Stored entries
━━━━━━━━

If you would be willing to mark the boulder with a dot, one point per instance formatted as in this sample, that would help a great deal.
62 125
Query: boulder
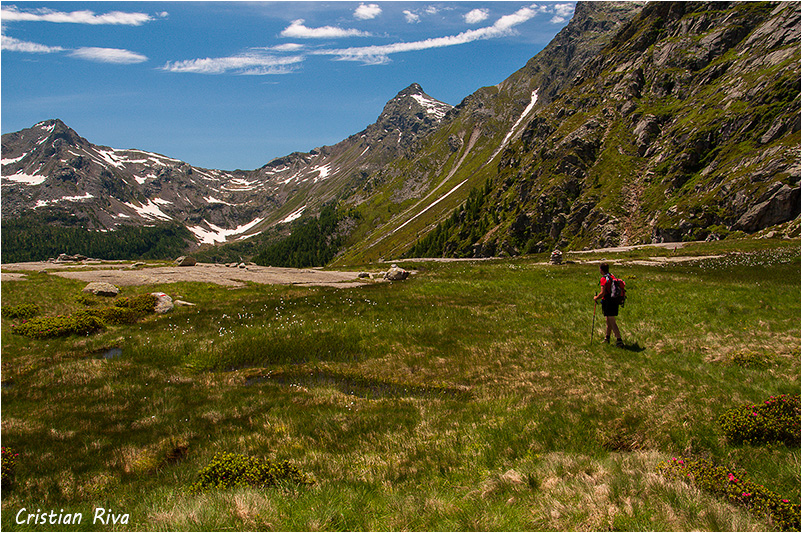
164 304
781 206
185 261
101 288
66 258
396 274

━━━━━━━━

- Task directions:
Each entry above has to be set down again verbatim, except for its pictures.

- Task output:
If you would be willing to mark the boulder with a dot, one point per instance formatted as in this sample, that would help a great deal.
62 125
Query: boulder
164 304
781 206
185 261
101 288
66 258
396 274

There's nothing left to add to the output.